Document section:
>>>

The final amount of penalties that Optus will pay for its massive 2022 breach remains up in the air as the Australian Communications and Media Authority (ACMA) prepares a court case against the telco giant. A statement of claim attached to mandatory court filings reveals that the agency will frame the Optus data breach as a case of negligence, asserting that the company failed to address an access control coding error that it had known about for some years.
An unauthenticated API was publicly disclosed by the attacker after they began offering the company’s stolen data for sale, noting that it was open on the internet for anyone to make use of in the same way. The API endpoint had been intended for Optus customer use in accessing their own account data, but a coding error essentially allowed attackers to cycle through URL numbers and pull up customer information without authentication. The Optus data breach was one of the largest in Australia’s history, exposing personal information for about 10 million customers (over a third of the country’s total population).
2022 Optus data breach still hangs over company’s head, penalties could be heavy
The ACMA will contend in court that the Optus data breach was a violation of the company’s consumer data protection obligations. That argument hinges on proving that the company negligently failed to address the API access controls after a coding error made one that was internet-facing vulnerable.

<<<

Stated problem 1:
Give the stretch of the Optus breach article from "The final amount" through "for some years." again, with "telco giant" changed to "telecom company".
Stated problem 2:
Rewrite the stretch of records from the line that contains "Wildlife camera triggered. An" through the line that contains "(604, 137), (734, 239)" as a two-column CSV with the headers "prompt" and "reply". Use one row per record, with each field in quotes and line breaks replaced by spaces.

Entries shown:
>>>

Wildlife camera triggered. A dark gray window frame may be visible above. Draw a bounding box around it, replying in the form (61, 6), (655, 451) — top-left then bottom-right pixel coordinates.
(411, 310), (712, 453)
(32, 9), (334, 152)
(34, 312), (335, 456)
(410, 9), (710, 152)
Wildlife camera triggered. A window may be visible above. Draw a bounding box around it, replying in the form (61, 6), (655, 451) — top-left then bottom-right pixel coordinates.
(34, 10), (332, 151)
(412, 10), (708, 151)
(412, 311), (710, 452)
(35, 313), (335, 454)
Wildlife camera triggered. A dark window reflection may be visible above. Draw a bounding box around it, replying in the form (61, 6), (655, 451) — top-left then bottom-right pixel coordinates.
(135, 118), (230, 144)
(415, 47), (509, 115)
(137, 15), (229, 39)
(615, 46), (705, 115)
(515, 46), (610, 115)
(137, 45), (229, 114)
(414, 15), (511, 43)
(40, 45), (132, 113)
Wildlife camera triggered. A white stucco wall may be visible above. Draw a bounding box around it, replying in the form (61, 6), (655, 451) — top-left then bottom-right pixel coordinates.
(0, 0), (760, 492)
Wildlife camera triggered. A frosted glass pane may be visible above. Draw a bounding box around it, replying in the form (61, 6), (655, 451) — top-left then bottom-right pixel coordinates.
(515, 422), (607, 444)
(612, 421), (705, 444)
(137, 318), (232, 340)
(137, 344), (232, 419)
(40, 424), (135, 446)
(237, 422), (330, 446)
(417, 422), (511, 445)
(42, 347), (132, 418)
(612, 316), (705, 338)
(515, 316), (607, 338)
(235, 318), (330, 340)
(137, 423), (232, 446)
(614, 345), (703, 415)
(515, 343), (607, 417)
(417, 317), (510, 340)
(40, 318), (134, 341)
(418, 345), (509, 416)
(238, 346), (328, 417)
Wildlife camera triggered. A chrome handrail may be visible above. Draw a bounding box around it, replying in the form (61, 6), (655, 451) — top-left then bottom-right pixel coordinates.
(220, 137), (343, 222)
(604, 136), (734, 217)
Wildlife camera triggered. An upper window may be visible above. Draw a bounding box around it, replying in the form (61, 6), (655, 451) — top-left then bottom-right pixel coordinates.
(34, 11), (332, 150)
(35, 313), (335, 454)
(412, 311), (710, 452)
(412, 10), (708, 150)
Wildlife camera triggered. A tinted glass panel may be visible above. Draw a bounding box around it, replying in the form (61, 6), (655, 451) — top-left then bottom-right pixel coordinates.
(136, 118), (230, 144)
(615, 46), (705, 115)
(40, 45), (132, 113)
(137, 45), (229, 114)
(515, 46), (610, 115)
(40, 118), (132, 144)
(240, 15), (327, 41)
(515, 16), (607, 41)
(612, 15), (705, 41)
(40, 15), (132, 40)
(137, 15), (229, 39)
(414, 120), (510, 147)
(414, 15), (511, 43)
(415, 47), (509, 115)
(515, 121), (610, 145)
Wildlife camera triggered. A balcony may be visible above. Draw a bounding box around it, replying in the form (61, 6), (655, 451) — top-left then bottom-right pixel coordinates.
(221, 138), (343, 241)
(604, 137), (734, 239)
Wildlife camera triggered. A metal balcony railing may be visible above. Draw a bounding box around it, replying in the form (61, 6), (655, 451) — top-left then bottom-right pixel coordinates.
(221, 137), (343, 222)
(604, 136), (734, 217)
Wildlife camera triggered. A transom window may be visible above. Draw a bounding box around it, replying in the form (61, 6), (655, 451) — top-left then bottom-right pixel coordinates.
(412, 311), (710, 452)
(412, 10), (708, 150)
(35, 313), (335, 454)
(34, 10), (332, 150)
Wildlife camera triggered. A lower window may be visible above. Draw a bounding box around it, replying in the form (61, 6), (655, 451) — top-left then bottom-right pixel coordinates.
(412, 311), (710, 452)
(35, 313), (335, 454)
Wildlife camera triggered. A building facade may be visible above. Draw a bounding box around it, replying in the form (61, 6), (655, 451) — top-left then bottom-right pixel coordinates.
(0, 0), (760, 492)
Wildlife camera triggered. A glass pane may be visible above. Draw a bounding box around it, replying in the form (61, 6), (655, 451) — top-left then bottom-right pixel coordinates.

<<<

Task solution 1:
The final amount of penalties that Optus will pay for its massive 2022 breach remains up in the air as the Australian Communications and Media Authority (ACMA) prepares a court case against the telecom company. A statement of claim attached to mandatory court filings reveals that the agency will frame the Optus data breach as a case of negligence, asserting that the company failed to address an access control coding error that it had known about for some years.

Task solution 2:
prompt,reply
"Wildlife camera triggered. An upper window may be visible above. Draw a bounding box around it, replying in the form (61, 6), (655, 451) — top-left then bottom-right pixel coordinates.","(34, 11), (332, 150) (35, 313), (335, 454) (412, 311), (710, 452) (412, 10), (708, 150)"
"Wildlife camera triggered. A tinted glass panel may be visible above. Draw a bounding box around it, replying in the form (61, 6), (655, 451) — top-left then bottom-right pixel coordinates.","(136, 118), (230, 144) (615, 46), (705, 115) (40, 45), (132, 113) (137, 45), (229, 114) (515, 46), (610, 115) (40, 118), (132, 144) (240, 15), (327, 41) (515, 16), (607, 41) (612, 15), (705, 41) (40, 15), (132, 40) (137, 15), (229, 39) (414, 120), (510, 147) (414, 15), (511, 43) (415, 47), (509, 115) (515, 121), (610, 145)"
"Wildlife camera triggered. A balcony may be visible above. Draw a bounding box around it, replying in the form (61, 6), (655, 451) — top-left then bottom-right pixel coordinates.","(221, 138), (343, 241) (604, 137), (734, 239)"